-- Begin ARTICLE --

OPERATION SPATFALL: Exploration, experimentation, and restoration of oysters along Florida’s Nature Coast

Written by M. Clark, J. Marchionno, E. Wellman

 

Joe Marchionno (left) and Emory Wellman (right) deploy a sentinel ROD (Relative Oyster Datum) at Airport Roost Reef.

Background

Spanning eight counties and largely free of development, Florida’s Nature Coast is one of the Gulf of Mexico’s untouched treasures. The region provides critical habitat to many species of fish, birds, invertebrates, and plants, some of which are threatened or endangered. Several small communities are dispersed along the Nature Coast’s shoreline and depend on its diverse ecosystem to support fishing, aquaculture, and ecotourism economies. However, research is increasingly showing that many of the natural resources critical to these communities are in decline. One of the most important species underpinning the Nature Coast’s ecosystem and the economy is the Eastern Oyster Crassostrea virginica. These shellfish are not only delicious, but also form subtidal and intertidal reefs which provide a myriad of ecosystem services including improved water quality, bird and fish habitat, and shoreline stabilization. The number and area of healthy oyster reefs throughout Florida is limited and their preservation and restoration will be critical to mitigating future effects from climate change and human actions.

 Who are we?

Joe Marchionno (left) and Emory Wellman (right) image a ROD (Relative Oyster Datum) at Corrigan Reef.

The current condition of oyster reefs along the Nature Coast is poor and the challenge in revitalizing them is great. However, support from local communities like Cedar Key can help reduce these losses and pave a path towards recovery. In fact, several oyster reef and shoreline restoration projects in the area have gained broad support. Some notable projects include the Lone Cabbage Reef, Joe Rains Beach Living Shoreline, Airport Road Living Shoreline, and Atsena Otie Reef pilot, among others. Shoreline and oyster restoration projects primarily aim to mitigate coastal problems like erosion; however, each project is also an opportunity to conduct research that can improve restoration techniques more broadly and uncover the drivers which sustain – or impede – ecological function.

Enter Operation Spatfall (OS)! The brainchild of UF graduate students Emory Wellman (SFFGS), Joe Marchionno (ESSIE), and FL Sea Grant affiliate Dr. Mark Clark (SWS), OS is a multi-year research initiative focused on understanding the ecology of Cedar Key’s oysters, identifying drivers of decline on certain reefs, and evaluating methods that might lead to a successful restoration. Inspired by others’ previous efforts and expertise in the region, the OS team came together in September 2021, realizing we had a shared love of the region, its oysters, and research projects that improve our understanding of oyster ecology and restoration.

-- End ARTICLE --

# DIRECTION 1
Update the oyster article's passage that opens with "Enter Operation Spatfall" and closes with "ecology and restoration.", writing it out again with "graduate students" changed to "doctoral candidates".
# DIRECTION 2
According to the oyster article, in what month and year did the Operation Spatfall team come together?
The data that comes next isn't needed.

-- Begin RECORDS --

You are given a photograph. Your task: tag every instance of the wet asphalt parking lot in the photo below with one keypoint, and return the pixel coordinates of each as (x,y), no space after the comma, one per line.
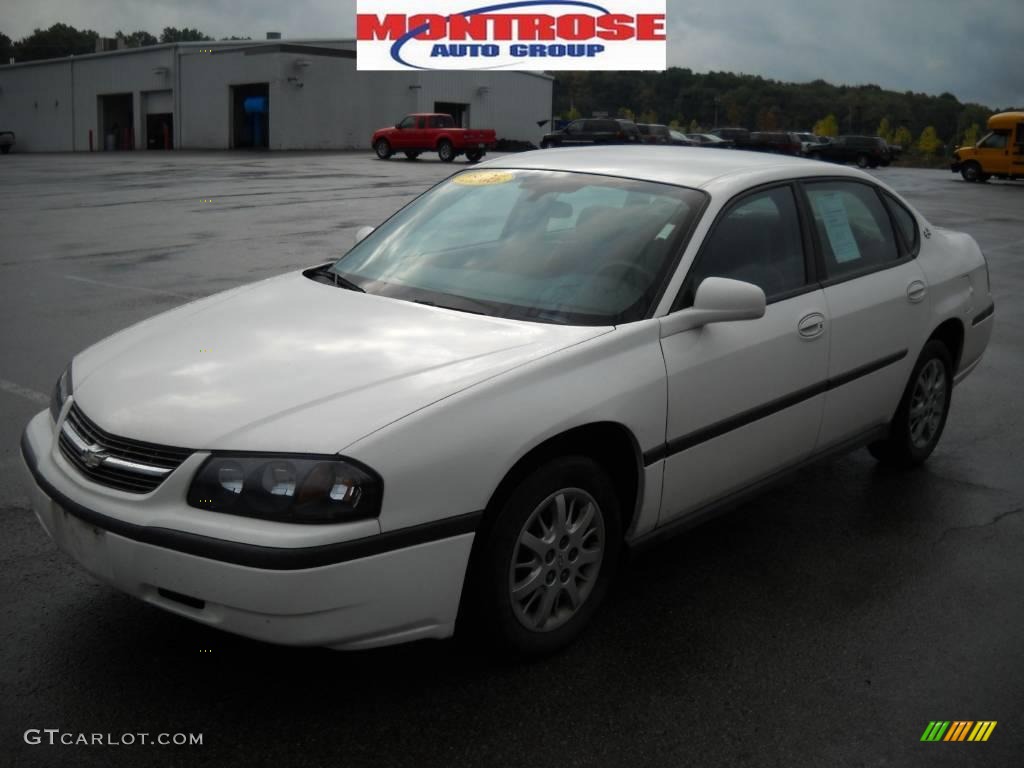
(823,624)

-- End RECORDS --
-- Begin RECORDS --

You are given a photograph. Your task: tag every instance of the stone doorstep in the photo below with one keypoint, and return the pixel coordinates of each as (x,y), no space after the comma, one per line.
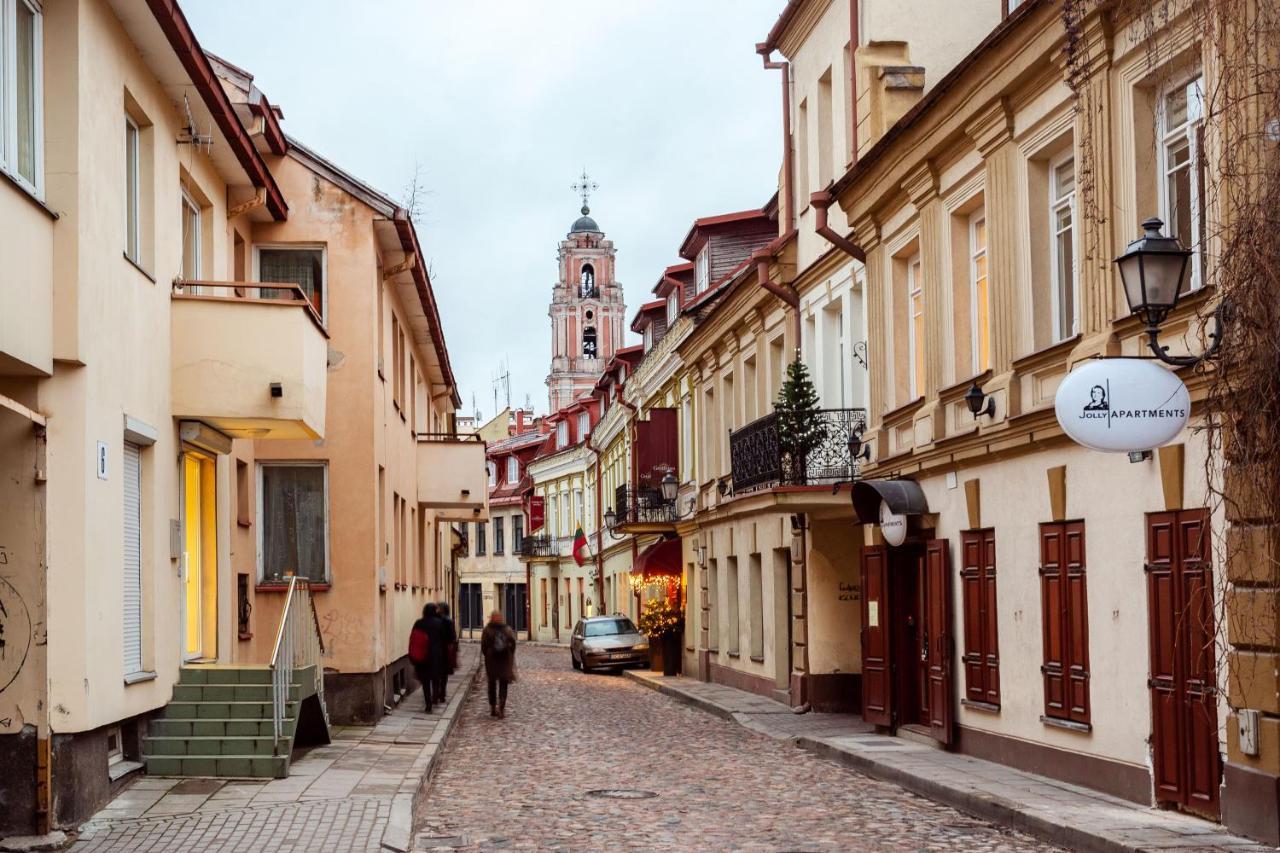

-- End RECORDS --

# TASK RESPONSE 1
Enter Operation Spatfall (OS)! The brainchild of UF doctoral candidates Emory Wellman (SFFGS), Joe Marchionno (ESSIE), and FL Sea Grant affiliate Dr. Mark Clark (SWS), OS is a multi-year research initiative focused on understanding the ecology of Cedar Key’s oysters, identifying drivers of decline on certain reefs, and evaluating methods that might lead to a successful restoration. Inspired by others’ previous efforts and expertise in the region, the OS team came together in September 2021, realizing we had a shared love of the region, its oysters, and research projects that improve our understanding of oyster ecology and restoration.

# TASK RESPONSE 2
September 2021